Enfin, dans les galaxies irrégulières, on ne peut mettre en évidence aucun axe de symétrie. Les Nuages de Magellan ont longtemps servi d'archétype des galaxies irrégulières, mais on s'est aperçu, par l'étude de la répartition de l'hydrogène neutre, que le Grand Nuage était en réalité une galaxie spirale déformée par des effets de marée gravitationnelle avec notre Galaxie. Les galaxies irrégulières sont riches en matière interstellaire et en étoiles jeunes.
Parmi les galaxies de grande taille, le type spiral domine nettement. Par exemple, sur six cents galaxies, Hubble avait identifié 17 p. 100 d'elliptiques, 19 p. 100 du type Sa et SBa, 25 p. 100 de Sb et SBb, 36 p. 100 de Sc et SBc et seulement 3 p. 100 d'irrégulières. Cependant, des études ultérieures de l'amas local et d'autres amas de galaxies proches ont montré que cette statistique était faussée par un effet de sélection. Il existe en particulier une classe d'elliptiques naines intrinsèquement peu lumineuses, donc détectables seulement lorsqu'elles sont proches, et dont le nombre semble supérieur à celui de tous les autres types.
Dénombrement des galaxies
La répartition des galaxies sur la voûte céleste n'est pas uniforme. Il apparaît une zone d'absence quasi totale, de ± 200 de part et d'autre de la Voie lactée, due à l'absorption de la lumière par le gaz et la poussière qui constituent la matière interstellaire de la Galaxie : la densité apparente des galaxies augmente donc quand on s'éloigne du plan galactique.

[DONNÉES FOURNIES]:
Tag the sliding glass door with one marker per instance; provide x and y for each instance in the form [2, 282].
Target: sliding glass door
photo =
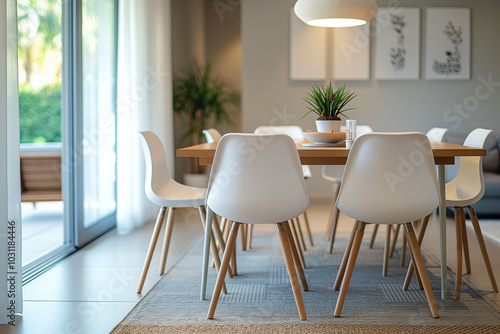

[CONSIGNE 1]: D'après l'extrait sur les galaxies, quelle étude a permis de constater que le Grand Nuage de Magellan était en réalité une galaxie spirale déformée ?
[CONSIGNE 2]: Traduisez en anglais la phrase suivante de l'extrait sur les galaxies : « Parmi les galaxies de grande taille, le type spiral domine nettement. »
Les données proviennent d'une source distincte de l'extrait sur les galaxies.

[CORRIGÉ 1]: L'étude de la répartition de l'hydrogène neutre.

[CORRIGÉ 2]: Among large galaxies, the spiral type clearly predominates.